* Aim:
Convert the lines below into a JSON list of strings, one string per line, leaving out blank lines.
* START *
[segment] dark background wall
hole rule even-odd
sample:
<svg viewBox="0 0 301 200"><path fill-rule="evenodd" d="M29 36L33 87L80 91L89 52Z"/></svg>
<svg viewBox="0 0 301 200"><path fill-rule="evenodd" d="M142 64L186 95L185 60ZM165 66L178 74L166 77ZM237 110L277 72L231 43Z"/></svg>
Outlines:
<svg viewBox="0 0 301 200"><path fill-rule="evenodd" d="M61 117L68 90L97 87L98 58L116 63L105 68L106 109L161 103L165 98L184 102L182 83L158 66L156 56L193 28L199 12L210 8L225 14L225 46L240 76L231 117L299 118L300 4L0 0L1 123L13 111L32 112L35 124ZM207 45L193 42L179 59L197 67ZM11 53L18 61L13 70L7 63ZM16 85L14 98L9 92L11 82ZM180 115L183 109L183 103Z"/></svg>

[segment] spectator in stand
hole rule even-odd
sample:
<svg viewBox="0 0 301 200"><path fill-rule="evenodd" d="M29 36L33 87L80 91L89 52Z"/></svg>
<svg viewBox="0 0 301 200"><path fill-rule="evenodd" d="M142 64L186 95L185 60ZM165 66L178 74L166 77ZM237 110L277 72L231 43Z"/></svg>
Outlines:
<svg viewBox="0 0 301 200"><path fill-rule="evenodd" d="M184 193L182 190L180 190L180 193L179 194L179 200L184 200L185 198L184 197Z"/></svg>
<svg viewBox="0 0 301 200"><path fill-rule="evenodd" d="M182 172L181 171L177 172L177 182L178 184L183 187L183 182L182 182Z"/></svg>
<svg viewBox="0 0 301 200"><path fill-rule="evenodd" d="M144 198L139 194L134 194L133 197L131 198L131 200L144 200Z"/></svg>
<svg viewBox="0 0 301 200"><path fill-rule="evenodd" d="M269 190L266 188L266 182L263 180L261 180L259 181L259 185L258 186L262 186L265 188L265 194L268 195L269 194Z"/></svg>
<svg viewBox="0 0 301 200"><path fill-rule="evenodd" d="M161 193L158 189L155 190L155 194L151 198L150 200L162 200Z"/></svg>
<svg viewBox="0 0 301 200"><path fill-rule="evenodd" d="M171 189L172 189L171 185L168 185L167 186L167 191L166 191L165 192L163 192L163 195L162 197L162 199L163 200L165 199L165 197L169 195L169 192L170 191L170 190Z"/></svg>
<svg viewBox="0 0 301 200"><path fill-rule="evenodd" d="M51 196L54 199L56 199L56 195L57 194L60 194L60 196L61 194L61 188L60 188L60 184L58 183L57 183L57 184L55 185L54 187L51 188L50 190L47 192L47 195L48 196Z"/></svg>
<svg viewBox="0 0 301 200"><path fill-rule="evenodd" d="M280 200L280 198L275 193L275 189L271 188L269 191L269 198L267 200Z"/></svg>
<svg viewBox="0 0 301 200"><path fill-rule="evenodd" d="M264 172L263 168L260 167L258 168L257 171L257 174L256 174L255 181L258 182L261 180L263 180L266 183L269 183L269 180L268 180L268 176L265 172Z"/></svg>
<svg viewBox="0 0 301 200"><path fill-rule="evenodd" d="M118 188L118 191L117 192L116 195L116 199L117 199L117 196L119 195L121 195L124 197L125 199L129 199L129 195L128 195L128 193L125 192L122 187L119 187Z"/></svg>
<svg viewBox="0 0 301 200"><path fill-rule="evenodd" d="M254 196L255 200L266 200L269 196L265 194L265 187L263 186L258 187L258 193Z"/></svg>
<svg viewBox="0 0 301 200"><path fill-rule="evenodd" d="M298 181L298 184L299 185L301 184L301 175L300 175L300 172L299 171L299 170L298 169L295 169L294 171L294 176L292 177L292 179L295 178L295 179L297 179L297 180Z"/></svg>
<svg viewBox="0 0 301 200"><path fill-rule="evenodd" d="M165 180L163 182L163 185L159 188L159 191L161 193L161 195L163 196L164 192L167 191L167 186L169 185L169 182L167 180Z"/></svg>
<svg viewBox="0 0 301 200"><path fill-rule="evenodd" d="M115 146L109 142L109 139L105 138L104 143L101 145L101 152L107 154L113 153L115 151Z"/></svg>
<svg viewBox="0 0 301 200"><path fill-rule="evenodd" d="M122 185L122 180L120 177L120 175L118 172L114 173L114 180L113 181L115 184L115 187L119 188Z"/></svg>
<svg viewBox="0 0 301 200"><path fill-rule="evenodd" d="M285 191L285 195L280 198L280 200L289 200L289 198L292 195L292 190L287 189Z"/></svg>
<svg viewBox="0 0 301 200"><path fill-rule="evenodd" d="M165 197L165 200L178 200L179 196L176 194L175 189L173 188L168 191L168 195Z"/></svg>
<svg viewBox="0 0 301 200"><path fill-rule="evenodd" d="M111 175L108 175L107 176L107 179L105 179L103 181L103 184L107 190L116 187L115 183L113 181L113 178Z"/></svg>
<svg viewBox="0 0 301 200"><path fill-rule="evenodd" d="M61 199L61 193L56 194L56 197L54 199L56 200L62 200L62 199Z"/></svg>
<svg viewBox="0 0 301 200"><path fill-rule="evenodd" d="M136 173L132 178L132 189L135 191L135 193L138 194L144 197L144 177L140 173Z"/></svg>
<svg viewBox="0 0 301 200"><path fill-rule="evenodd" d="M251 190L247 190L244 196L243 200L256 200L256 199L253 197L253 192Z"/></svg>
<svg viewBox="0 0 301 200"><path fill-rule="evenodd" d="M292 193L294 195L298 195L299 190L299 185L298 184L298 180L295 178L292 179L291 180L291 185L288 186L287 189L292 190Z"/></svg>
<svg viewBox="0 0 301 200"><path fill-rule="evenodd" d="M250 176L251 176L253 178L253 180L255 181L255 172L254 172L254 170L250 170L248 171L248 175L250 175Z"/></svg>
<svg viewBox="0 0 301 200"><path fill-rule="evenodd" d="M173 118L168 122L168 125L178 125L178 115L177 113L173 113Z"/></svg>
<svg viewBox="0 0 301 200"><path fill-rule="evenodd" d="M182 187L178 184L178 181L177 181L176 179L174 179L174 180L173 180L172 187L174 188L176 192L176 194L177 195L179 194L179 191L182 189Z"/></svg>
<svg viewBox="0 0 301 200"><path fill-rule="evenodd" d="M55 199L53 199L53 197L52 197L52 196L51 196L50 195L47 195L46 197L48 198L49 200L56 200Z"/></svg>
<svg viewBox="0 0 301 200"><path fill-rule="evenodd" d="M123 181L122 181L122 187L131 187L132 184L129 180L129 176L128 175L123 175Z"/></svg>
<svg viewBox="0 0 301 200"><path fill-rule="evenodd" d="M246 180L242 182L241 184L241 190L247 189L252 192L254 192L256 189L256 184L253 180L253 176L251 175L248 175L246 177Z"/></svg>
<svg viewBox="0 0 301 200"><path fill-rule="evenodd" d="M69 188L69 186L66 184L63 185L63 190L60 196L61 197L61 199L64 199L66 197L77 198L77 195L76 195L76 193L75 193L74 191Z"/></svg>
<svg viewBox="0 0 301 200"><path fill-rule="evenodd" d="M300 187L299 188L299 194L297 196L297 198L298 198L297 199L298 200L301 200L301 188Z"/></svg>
* END *
* Task result:
[
  "[segment] dark background wall",
  "hole rule even-odd",
  "sample:",
  "<svg viewBox=\"0 0 301 200\"><path fill-rule=\"evenodd\" d=\"M29 36L33 87L80 91L89 52Z\"/></svg>",
  "<svg viewBox=\"0 0 301 200\"><path fill-rule=\"evenodd\" d=\"M142 64L186 95L185 60ZM165 66L178 74L166 77ZM237 110L277 72L231 43Z\"/></svg>",
  "Outlines:",
  "<svg viewBox=\"0 0 301 200\"><path fill-rule=\"evenodd\" d=\"M61 117L68 90L97 87L98 58L116 63L105 68L106 109L161 103L165 98L184 102L182 83L158 66L156 56L193 28L199 12L210 8L225 14L225 46L240 76L231 117L299 118L300 4L0 0L1 123L13 111L32 112L35 124ZM207 45L193 42L179 59L197 67ZM11 53L18 61L13 70L7 63ZM16 85L14 98L9 92L11 82ZM180 115L183 109L183 103Z\"/></svg>",
  "[segment] spectator in stand",
  "hole rule even-odd",
  "sample:",
  "<svg viewBox=\"0 0 301 200\"><path fill-rule=\"evenodd\" d=\"M29 36L33 87L80 91L89 52Z\"/></svg>",
  "<svg viewBox=\"0 0 301 200\"><path fill-rule=\"evenodd\" d=\"M142 64L186 95L185 60ZM165 66L178 74L166 77ZM237 110L277 72L231 43Z\"/></svg>",
  "Outlines:",
  "<svg viewBox=\"0 0 301 200\"><path fill-rule=\"evenodd\" d=\"M184 193L182 190L180 190L180 193L179 194L179 200L184 200L185 198L184 197Z\"/></svg>",
  "<svg viewBox=\"0 0 301 200\"><path fill-rule=\"evenodd\" d=\"M182 172L181 171L177 172L177 182L178 184L183 187L183 182L182 182Z\"/></svg>",
  "<svg viewBox=\"0 0 301 200\"><path fill-rule=\"evenodd\" d=\"M144 198L139 194L134 194L133 197L131 198L131 200L144 200Z\"/></svg>",
  "<svg viewBox=\"0 0 301 200\"><path fill-rule=\"evenodd\" d=\"M269 190L266 188L266 182L263 180L261 180L259 181L259 185L258 186L262 186L265 188L265 194L268 195L269 194Z\"/></svg>",
  "<svg viewBox=\"0 0 301 200\"><path fill-rule=\"evenodd\" d=\"M161 193L158 189L155 190L155 194L151 198L150 200L162 200Z\"/></svg>",
  "<svg viewBox=\"0 0 301 200\"><path fill-rule=\"evenodd\" d=\"M171 189L172 189L171 185L168 185L167 186L167 191L166 191L165 192L163 192L163 195L162 197L162 199L163 200L165 199L165 197L169 195L169 192L170 191L170 190Z\"/></svg>",
  "<svg viewBox=\"0 0 301 200\"><path fill-rule=\"evenodd\" d=\"M51 196L54 199L56 199L56 195L57 194L60 194L60 196L61 194L61 188L60 188L60 184L58 183L57 183L57 184L55 185L54 187L51 188L50 190L47 192L47 195L48 196Z\"/></svg>",
  "<svg viewBox=\"0 0 301 200\"><path fill-rule=\"evenodd\" d=\"M280 200L280 198L275 193L275 189L271 188L269 191L269 198L267 200Z\"/></svg>",
  "<svg viewBox=\"0 0 301 200\"><path fill-rule=\"evenodd\" d=\"M264 172L263 168L260 167L258 168L257 171L257 174L256 174L255 181L258 182L261 180L263 180L266 183L269 183L269 180L268 180L268 176L265 172Z\"/></svg>",
  "<svg viewBox=\"0 0 301 200\"><path fill-rule=\"evenodd\" d=\"M118 188L118 191L117 192L116 195L116 199L117 199L117 196L119 195L121 195L124 197L125 199L129 199L129 195L128 195L128 193L125 192L122 187L119 187Z\"/></svg>",
  "<svg viewBox=\"0 0 301 200\"><path fill-rule=\"evenodd\" d=\"M254 196L255 200L266 200L269 196L265 194L265 187L263 186L258 187L258 193Z\"/></svg>",
  "<svg viewBox=\"0 0 301 200\"><path fill-rule=\"evenodd\" d=\"M298 181L298 184L299 185L301 184L301 175L300 175L300 172L299 171L299 170L298 169L295 169L294 171L294 176L292 177L292 179L295 178L295 179L297 179L297 180Z\"/></svg>",
  "<svg viewBox=\"0 0 301 200\"><path fill-rule=\"evenodd\" d=\"M165 180L163 182L163 185L159 188L159 191L161 193L161 195L163 196L164 192L167 191L167 186L169 185L169 182L167 180Z\"/></svg>",
  "<svg viewBox=\"0 0 301 200\"><path fill-rule=\"evenodd\" d=\"M115 146L109 142L109 139L105 138L104 143L101 145L101 152L107 154L113 153L115 151Z\"/></svg>",
  "<svg viewBox=\"0 0 301 200\"><path fill-rule=\"evenodd\" d=\"M122 185L122 180L120 177L120 175L118 172L114 173L114 180L113 181L115 184L115 187L119 188Z\"/></svg>",
  "<svg viewBox=\"0 0 301 200\"><path fill-rule=\"evenodd\" d=\"M285 191L285 195L280 198L280 200L289 200L289 198L292 195L292 190L287 189Z\"/></svg>",
  "<svg viewBox=\"0 0 301 200\"><path fill-rule=\"evenodd\" d=\"M165 197L165 200L178 200L179 196L176 194L175 189L173 188L168 191L168 195Z\"/></svg>",
  "<svg viewBox=\"0 0 301 200\"><path fill-rule=\"evenodd\" d=\"M111 175L108 175L107 176L107 179L105 179L103 181L103 184L107 190L116 187L115 183L113 181L113 178Z\"/></svg>",
  "<svg viewBox=\"0 0 301 200\"><path fill-rule=\"evenodd\" d=\"M61 199L61 193L56 194L56 197L54 199L56 200L62 200L62 199Z\"/></svg>",
  "<svg viewBox=\"0 0 301 200\"><path fill-rule=\"evenodd\" d=\"M136 173L132 178L132 189L135 191L135 193L138 194L144 197L144 177L140 173Z\"/></svg>",
  "<svg viewBox=\"0 0 301 200\"><path fill-rule=\"evenodd\" d=\"M251 190L247 190L244 196L243 200L256 200L256 199L253 197L253 192Z\"/></svg>",
  "<svg viewBox=\"0 0 301 200\"><path fill-rule=\"evenodd\" d=\"M292 193L294 195L298 195L299 190L299 185L298 184L298 180L295 178L292 179L291 180L291 185L288 186L287 189L292 190Z\"/></svg>",
  "<svg viewBox=\"0 0 301 200\"><path fill-rule=\"evenodd\" d=\"M250 176L251 176L253 178L253 180L255 181L255 172L254 172L254 170L250 170L248 171L248 175L250 175Z\"/></svg>",
  "<svg viewBox=\"0 0 301 200\"><path fill-rule=\"evenodd\" d=\"M173 118L168 122L168 125L178 125L178 115L177 113L173 113Z\"/></svg>",
  "<svg viewBox=\"0 0 301 200\"><path fill-rule=\"evenodd\" d=\"M182 187L178 184L178 181L177 181L176 179L174 179L174 180L173 180L172 187L174 188L176 192L176 194L177 195L179 194L179 191L182 189Z\"/></svg>",
  "<svg viewBox=\"0 0 301 200\"><path fill-rule=\"evenodd\" d=\"M55 199L53 199L53 197L52 197L52 196L51 196L50 195L47 195L46 197L48 198L49 200L56 200Z\"/></svg>",
  "<svg viewBox=\"0 0 301 200\"><path fill-rule=\"evenodd\" d=\"M123 181L122 181L122 187L131 187L132 184L129 180L129 176L128 175L123 175Z\"/></svg>",
  "<svg viewBox=\"0 0 301 200\"><path fill-rule=\"evenodd\" d=\"M246 180L242 182L241 184L241 190L247 189L252 192L254 192L256 189L256 184L253 180L253 176L251 175L248 175L246 177Z\"/></svg>",
  "<svg viewBox=\"0 0 301 200\"><path fill-rule=\"evenodd\" d=\"M69 188L69 186L66 184L63 185L63 190L60 196L61 197L61 199L64 199L66 197L77 198L77 195L76 195L76 193L75 193L74 191Z\"/></svg>",
  "<svg viewBox=\"0 0 301 200\"><path fill-rule=\"evenodd\" d=\"M300 187L299 188L299 194L297 196L297 198L298 198L297 199L298 200L301 200L301 188Z\"/></svg>"
]